In my blogging, my focus is largely on the individual.  What can you do to offer a jump start to your career?  What changes can you make that will show your employer just how indispensable you are?  However, sometimes it is helpful to look at companies as a whole and determine what we should … or should not … be doing based on the examples they provide.

I have been struck by the recent ad campaign from Domino’s pizza.  Have you seen these commercials?  The president and other executives of the company discuss the horrible reviews they have been getting from everyday consumers about the quality of their product and then return to these same critics with what they believe is an improved product.  Naturally, the previously dissatisfied customers are shocked to see upper management at their front door holding a pizza!

As a recent article in The Washington Post states, “Domino’s very public admission of its own awfulness might be the most elaborate mea culpa ad in history.”  The writer goes on to point out other companies, including airlines, car manufacturers, and even football teams, that also have offered public apologies for their poor products and services.

In terms of the individual, I am a strong advocate of taking responsibility when you do not perform as expected.  And, this admission of falling short must come with specific steps that you intend to take to improve the situation.  You must be accountable for your actions if you ever hope to reach your potential for lasting professional success.

In anticipation of Tiger Woods‘ first step toward an apology today, what do you think about the value of a public apology?  Is this an effective way for businesses to win back clients or customers?  Or, do you run the risk of reminding people why they don’t like your company in the first place?

* **Raw records**:

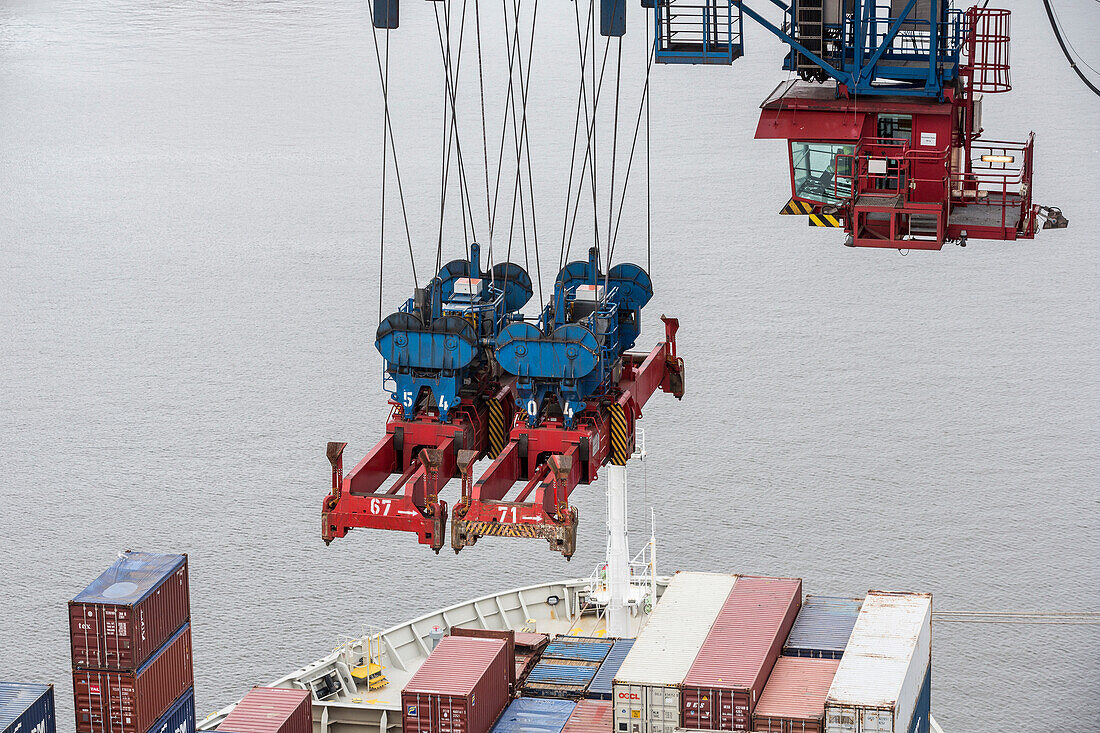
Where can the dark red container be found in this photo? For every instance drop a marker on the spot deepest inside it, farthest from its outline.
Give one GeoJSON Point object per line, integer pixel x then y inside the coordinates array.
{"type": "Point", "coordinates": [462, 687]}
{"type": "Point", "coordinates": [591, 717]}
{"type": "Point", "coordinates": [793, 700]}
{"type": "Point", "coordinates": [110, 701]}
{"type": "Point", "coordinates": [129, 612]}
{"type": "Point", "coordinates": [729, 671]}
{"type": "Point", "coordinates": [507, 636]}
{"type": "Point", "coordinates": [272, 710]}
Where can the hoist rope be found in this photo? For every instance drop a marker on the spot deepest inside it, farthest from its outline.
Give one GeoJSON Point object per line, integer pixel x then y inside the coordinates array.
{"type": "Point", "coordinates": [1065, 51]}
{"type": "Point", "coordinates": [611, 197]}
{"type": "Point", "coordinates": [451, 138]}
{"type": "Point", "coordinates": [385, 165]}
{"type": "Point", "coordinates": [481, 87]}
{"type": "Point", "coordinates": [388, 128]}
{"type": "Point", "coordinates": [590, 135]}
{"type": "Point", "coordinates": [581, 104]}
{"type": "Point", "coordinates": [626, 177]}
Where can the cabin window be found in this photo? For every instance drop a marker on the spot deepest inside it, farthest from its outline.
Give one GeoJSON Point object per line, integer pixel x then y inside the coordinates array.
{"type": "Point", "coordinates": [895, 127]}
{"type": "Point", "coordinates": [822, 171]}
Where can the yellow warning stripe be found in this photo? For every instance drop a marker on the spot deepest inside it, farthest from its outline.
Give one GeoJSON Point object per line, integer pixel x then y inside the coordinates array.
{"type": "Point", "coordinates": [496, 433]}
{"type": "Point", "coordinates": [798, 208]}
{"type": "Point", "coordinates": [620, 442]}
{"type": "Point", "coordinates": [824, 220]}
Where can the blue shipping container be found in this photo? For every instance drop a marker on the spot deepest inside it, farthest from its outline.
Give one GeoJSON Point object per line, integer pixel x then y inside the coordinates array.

==

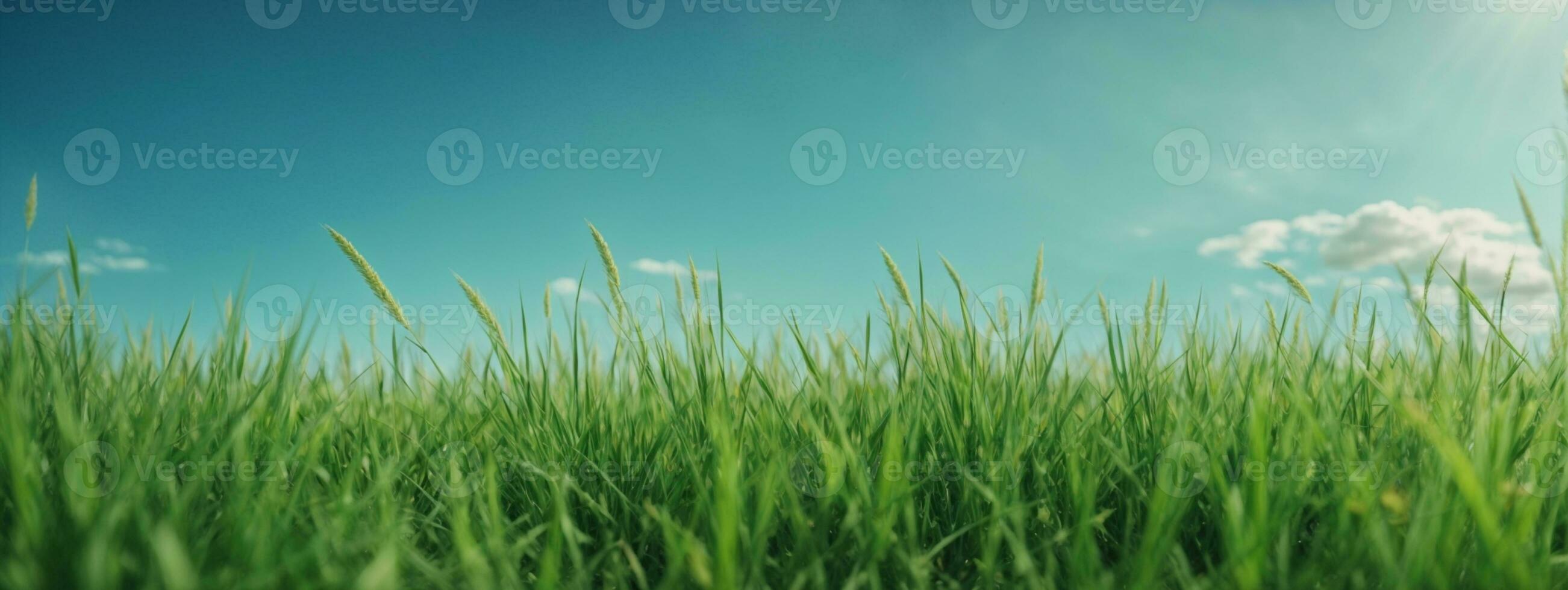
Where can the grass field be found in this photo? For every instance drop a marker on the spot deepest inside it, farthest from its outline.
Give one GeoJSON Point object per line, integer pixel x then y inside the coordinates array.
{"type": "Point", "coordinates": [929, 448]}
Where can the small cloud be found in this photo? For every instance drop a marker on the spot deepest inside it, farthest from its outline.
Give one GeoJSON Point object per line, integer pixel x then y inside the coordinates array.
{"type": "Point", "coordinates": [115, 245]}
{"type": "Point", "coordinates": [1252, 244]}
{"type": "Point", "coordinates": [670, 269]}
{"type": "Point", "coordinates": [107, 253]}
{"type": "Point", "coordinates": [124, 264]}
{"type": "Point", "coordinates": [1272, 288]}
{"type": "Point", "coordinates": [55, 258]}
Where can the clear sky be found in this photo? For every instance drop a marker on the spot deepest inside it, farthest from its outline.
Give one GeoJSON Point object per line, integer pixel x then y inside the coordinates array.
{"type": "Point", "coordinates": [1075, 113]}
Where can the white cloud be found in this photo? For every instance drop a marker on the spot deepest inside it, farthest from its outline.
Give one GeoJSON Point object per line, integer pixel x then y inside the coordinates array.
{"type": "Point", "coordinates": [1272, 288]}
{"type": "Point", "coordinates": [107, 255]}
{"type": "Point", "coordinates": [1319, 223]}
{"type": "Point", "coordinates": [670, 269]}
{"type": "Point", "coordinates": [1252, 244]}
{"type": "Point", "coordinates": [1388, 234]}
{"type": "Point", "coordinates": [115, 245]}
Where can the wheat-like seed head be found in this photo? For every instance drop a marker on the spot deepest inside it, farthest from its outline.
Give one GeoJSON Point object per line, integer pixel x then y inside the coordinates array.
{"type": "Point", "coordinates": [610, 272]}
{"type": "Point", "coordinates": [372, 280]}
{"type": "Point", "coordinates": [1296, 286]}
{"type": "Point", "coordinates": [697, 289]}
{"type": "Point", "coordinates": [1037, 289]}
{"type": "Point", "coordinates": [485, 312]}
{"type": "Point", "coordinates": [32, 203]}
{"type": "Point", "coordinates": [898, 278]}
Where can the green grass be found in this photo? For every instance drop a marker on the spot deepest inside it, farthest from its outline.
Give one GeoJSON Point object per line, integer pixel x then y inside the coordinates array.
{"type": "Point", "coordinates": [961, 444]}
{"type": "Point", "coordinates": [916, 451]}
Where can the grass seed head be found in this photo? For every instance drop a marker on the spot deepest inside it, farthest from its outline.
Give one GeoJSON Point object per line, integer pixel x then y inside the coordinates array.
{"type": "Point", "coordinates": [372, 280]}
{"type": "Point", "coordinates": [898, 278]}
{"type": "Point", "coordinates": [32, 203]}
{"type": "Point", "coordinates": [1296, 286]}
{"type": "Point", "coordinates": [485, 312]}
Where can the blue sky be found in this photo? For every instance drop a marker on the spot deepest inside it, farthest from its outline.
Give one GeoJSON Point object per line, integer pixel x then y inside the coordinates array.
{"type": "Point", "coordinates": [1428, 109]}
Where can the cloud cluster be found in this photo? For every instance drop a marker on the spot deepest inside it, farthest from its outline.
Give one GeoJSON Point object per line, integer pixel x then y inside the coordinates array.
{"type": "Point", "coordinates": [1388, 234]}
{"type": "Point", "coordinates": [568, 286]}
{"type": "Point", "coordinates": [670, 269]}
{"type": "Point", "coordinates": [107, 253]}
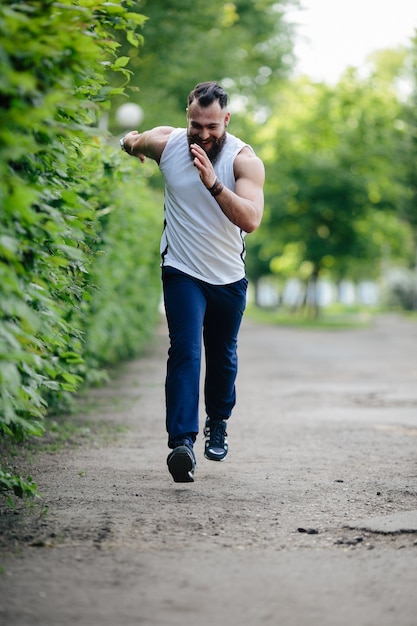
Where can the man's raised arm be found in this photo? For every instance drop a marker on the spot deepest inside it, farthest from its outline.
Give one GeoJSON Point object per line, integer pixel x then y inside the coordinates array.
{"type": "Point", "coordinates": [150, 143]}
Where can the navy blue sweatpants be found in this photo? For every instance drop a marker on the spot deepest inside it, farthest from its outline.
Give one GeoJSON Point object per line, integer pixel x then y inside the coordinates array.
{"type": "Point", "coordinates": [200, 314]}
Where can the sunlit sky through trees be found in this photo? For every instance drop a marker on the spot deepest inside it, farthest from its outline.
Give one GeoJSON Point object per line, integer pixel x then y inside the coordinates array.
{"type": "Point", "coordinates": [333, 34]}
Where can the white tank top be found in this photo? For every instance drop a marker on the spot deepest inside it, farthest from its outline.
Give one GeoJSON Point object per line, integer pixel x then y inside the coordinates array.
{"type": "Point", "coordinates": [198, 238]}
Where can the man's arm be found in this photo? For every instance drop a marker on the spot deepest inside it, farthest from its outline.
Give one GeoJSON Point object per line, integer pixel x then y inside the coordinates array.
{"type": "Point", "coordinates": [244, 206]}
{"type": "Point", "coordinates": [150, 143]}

* **Requirement**: In the post about public apologies, which newspaper published the article describing Domino's admission as possibly "the most elaborate mea culpa ad in history"?

* **Exercise response**: The Washington Post.